• **SOURCE MATERIAL**
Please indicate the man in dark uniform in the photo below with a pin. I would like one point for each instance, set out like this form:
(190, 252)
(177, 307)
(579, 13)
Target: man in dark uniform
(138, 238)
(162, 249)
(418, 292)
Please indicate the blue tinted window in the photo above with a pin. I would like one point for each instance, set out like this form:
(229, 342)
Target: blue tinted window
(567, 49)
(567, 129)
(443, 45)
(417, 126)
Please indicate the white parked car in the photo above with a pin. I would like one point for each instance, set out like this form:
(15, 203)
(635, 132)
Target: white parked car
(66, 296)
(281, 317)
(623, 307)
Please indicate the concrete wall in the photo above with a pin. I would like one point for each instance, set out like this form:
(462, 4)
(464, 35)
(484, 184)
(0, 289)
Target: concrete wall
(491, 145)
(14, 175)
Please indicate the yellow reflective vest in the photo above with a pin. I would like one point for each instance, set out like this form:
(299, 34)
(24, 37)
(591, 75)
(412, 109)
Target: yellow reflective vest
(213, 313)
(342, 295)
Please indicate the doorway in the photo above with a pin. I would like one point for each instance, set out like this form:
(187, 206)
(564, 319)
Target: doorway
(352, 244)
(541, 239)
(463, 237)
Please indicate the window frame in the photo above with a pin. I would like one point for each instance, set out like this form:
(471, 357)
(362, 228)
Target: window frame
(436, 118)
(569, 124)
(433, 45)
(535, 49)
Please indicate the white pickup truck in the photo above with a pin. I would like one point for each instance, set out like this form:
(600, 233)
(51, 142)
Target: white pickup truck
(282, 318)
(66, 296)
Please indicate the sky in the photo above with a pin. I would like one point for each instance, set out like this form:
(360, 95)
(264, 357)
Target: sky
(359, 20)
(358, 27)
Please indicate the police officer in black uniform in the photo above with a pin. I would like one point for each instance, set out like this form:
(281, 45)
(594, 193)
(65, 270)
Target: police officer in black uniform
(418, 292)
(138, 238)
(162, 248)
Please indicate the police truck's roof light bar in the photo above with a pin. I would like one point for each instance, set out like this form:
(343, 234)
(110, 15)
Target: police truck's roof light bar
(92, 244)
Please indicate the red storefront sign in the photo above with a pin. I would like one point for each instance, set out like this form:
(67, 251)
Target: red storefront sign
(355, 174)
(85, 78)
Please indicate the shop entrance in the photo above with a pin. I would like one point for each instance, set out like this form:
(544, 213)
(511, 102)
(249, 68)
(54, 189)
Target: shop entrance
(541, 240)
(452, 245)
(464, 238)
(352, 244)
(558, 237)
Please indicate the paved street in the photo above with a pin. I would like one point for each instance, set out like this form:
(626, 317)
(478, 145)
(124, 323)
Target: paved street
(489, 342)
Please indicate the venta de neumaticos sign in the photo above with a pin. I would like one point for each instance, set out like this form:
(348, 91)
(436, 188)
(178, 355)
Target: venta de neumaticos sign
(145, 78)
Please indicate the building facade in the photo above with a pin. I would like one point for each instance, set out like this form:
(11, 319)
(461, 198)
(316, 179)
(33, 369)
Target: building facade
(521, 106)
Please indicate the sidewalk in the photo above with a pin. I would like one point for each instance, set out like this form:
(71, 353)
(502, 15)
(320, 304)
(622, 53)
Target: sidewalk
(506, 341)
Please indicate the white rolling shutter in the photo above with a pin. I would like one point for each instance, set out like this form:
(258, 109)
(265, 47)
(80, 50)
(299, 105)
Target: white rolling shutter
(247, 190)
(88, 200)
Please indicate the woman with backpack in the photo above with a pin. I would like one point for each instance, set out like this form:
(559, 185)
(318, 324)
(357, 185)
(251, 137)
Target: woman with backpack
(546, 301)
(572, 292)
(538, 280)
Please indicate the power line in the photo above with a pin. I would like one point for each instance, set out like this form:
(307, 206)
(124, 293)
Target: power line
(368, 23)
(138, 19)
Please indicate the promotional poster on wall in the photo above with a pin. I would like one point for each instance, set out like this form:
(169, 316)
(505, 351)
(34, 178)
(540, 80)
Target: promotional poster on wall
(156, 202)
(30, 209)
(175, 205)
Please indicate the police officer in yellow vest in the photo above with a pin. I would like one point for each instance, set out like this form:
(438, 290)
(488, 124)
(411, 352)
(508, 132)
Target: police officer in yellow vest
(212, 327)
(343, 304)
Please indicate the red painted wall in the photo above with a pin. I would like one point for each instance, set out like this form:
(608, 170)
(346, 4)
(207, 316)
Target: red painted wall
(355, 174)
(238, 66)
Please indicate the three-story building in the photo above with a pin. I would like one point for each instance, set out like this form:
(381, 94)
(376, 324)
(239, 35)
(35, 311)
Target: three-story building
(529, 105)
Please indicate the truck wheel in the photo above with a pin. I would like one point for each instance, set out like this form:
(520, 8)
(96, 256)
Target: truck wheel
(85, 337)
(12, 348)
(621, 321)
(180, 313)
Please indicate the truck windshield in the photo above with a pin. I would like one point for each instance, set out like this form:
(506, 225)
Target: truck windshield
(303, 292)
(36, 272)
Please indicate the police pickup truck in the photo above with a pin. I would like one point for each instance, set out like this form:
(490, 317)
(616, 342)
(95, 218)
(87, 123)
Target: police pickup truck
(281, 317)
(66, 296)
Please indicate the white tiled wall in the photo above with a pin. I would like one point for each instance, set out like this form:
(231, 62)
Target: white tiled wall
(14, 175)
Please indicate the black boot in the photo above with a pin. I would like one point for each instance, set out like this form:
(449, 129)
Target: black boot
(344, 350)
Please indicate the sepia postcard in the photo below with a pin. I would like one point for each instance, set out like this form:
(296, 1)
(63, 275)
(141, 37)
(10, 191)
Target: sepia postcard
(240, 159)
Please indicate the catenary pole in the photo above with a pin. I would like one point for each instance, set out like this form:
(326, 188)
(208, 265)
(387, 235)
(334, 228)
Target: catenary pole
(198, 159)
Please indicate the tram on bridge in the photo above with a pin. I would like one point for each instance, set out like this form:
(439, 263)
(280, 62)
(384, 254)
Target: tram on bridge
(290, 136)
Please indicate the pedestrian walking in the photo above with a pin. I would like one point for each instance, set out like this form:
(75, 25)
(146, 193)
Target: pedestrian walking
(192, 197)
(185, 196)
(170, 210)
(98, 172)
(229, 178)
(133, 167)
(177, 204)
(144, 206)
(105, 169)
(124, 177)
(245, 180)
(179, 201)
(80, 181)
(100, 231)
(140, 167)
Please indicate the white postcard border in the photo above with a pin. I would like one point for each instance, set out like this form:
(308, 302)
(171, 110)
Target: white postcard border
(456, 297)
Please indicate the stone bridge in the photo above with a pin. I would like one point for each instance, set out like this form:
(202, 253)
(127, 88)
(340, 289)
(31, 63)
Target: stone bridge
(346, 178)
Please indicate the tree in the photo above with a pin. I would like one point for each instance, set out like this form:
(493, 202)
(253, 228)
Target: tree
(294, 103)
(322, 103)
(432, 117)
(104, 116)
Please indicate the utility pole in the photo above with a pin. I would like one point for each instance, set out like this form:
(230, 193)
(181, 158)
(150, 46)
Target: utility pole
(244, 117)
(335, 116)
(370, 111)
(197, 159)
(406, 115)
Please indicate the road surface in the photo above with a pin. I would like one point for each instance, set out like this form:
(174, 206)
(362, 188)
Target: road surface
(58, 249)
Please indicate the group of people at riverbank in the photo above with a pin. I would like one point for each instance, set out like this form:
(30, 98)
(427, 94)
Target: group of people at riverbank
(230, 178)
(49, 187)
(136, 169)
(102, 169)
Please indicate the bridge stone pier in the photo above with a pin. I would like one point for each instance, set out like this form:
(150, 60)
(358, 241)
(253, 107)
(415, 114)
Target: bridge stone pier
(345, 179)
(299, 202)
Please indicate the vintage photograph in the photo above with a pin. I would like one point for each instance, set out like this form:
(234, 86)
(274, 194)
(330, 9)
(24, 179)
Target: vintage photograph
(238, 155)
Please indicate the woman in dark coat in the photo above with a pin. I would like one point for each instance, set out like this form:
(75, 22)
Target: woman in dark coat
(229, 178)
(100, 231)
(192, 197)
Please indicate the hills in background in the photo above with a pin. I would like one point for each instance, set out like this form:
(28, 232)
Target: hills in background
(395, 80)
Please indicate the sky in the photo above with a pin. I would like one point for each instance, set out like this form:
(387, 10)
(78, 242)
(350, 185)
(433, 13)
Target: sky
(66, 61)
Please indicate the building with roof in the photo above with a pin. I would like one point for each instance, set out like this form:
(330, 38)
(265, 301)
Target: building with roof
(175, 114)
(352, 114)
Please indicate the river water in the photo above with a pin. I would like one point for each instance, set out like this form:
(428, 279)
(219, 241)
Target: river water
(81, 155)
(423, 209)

• **THE REQUEST**
Everything from the line with "Please indicate the utility" through the last line of the material above should be echoed exactly, and nothing else.

• **SOLUTION TO THE PROBLEM**
Please indicate the utility pole in the photo above with a pin. I would like one point for each instance, set out like this form:
(230, 193)
(181, 158)
(150, 46)
Target: utility pole
(244, 117)
(335, 116)
(370, 111)
(197, 159)
(406, 115)
Please indicate the road surface in the photo above with a pin. I would like one point for each instance, set out like this form:
(174, 206)
(362, 188)
Target: road surface
(58, 249)
Please indicate the group of people at riverbank in the photo above with a pin. I would like one point for each instance, set out like this form:
(30, 98)
(427, 94)
Target: group of people at riverbank
(230, 178)
(49, 187)
(136, 169)
(102, 169)
Please indicate the bridge stone pier in the photo above with a pin. I would like one point for each instance, set out like this form:
(150, 60)
(358, 241)
(253, 107)
(415, 114)
Target: bridge stone pier
(345, 179)
(299, 202)
Please indicate the vintage photograph in the photo above with a pin. I would like one point for each instance, set out like this form:
(234, 86)
(274, 194)
(330, 9)
(24, 179)
Target: vintage photograph
(238, 155)
Please indicate the woman in dark coat in the photo above with a pin. I would like one point for each instance, set out like this form:
(75, 22)
Target: woman in dark coat
(229, 178)
(100, 231)
(192, 197)
Please indicate the hills in background in the photo above with a pin. I would like one point for each instance, set out like this form:
(28, 232)
Target: hills in background
(395, 80)
Please indicate the sky in the photo above with a pin. I would like one point for each instance, set out like this form:
(387, 10)
(78, 242)
(350, 185)
(433, 13)
Target: sky
(66, 61)
Please indicate the building with roof in the photo above with a pin. I would like one point for each instance, set out like this form:
(330, 38)
(265, 301)
Target: building with roof
(175, 114)
(352, 114)
Please indicate the river water in the photo above with a pin. I would like one point for each instance, set out like this form:
(428, 279)
(219, 241)
Target: river water
(81, 155)
(423, 209)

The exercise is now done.